#### [ENTRIES SHOWN]

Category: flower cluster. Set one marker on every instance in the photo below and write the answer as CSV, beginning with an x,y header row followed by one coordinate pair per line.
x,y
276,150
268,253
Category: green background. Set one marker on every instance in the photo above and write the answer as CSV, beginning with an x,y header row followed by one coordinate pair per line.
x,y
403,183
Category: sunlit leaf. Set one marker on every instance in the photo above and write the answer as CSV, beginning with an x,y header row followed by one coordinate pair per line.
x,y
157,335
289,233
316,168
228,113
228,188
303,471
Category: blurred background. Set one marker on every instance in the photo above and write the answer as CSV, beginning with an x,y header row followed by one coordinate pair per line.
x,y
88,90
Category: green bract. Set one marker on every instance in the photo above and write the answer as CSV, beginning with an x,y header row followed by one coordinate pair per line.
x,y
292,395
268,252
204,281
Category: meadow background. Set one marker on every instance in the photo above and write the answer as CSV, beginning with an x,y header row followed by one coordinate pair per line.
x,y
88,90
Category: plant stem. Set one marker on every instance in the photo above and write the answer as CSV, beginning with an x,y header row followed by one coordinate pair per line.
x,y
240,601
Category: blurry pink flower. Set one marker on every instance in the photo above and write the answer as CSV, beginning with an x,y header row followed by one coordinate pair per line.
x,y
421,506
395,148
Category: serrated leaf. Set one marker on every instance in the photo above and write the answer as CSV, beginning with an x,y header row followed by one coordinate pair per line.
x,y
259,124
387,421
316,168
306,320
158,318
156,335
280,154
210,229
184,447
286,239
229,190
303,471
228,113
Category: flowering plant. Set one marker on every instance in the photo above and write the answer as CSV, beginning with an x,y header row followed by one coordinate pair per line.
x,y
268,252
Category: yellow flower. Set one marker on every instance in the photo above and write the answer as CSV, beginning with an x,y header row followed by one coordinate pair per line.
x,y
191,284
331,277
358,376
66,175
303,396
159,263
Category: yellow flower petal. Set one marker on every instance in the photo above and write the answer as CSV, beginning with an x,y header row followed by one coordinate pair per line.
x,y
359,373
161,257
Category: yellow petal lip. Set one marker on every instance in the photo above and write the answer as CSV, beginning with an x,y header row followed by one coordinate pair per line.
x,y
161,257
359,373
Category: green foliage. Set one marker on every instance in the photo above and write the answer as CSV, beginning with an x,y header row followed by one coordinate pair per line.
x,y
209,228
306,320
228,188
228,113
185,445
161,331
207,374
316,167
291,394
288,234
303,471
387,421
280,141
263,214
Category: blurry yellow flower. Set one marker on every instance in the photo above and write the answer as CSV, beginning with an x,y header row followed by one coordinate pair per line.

#### [EXERCISE AIM]
Please copy the data above word for word, from the line containing "Category: plant stem." down through the final line, including both of those lines.

#### [COMPLETE ANSWER]
Category: plant stem. Set one marker on every instance in the photo above and write the answer as CSV, beginning with an x,y header row followed by one coordinate pair per line.
x,y
240,601
Category: blurry pink flower. Set one marker on every instance in the photo above and write the answer as CSV, beginning with an x,y header row followed by one coordinate pair per line.
x,y
421,506
395,148
Category: serrated leaf. Set one marker on every instance in the photo above and write the answer as CSV, beginning with an x,y header row followed by one coordinate pair per line.
x,y
259,124
387,421
316,168
306,320
158,318
156,335
280,154
210,229
184,447
286,239
229,190
303,471
228,113
Category: flowering plant. Set one marker on every instance in the photo above and write the answer as CSV, beginning with an x,y header row followed by one coordinate pair per line.
x,y
268,252
Category: yellow flower. Set one marker on every instance in the photo above and write the answer as CSV, beginning with an x,y header row followed by one coordinate pair per line.
x,y
191,284
331,277
358,376
66,175
303,396
159,263
Category: yellow flower petal. Set one marker on every instance in the photo above and write the answer as CSV, beginning with an x,y header row followed by one coordinate pair per line.
x,y
359,373
161,257
Category: yellow petal lip. Set one marker on every instance in the photo above and write the answer as CSV, beginning with an x,y header row followed by one coordinate pair per line.
x,y
161,257
359,373
Category: green foliage. Set one marker on every instance in the photo above and write the answer as CSV, beginning with an x,y header row followed by one coordinate pair per line.
x,y
209,228
306,320
228,188
228,113
185,445
161,331
207,374
316,167
291,394
288,234
303,471
387,421
280,141
263,214
Category: blurry yellow flower. Set one marker on every instance in the photo above and write the answer as CSV, beginning with an x,y header row followed by one coordinate pair per line.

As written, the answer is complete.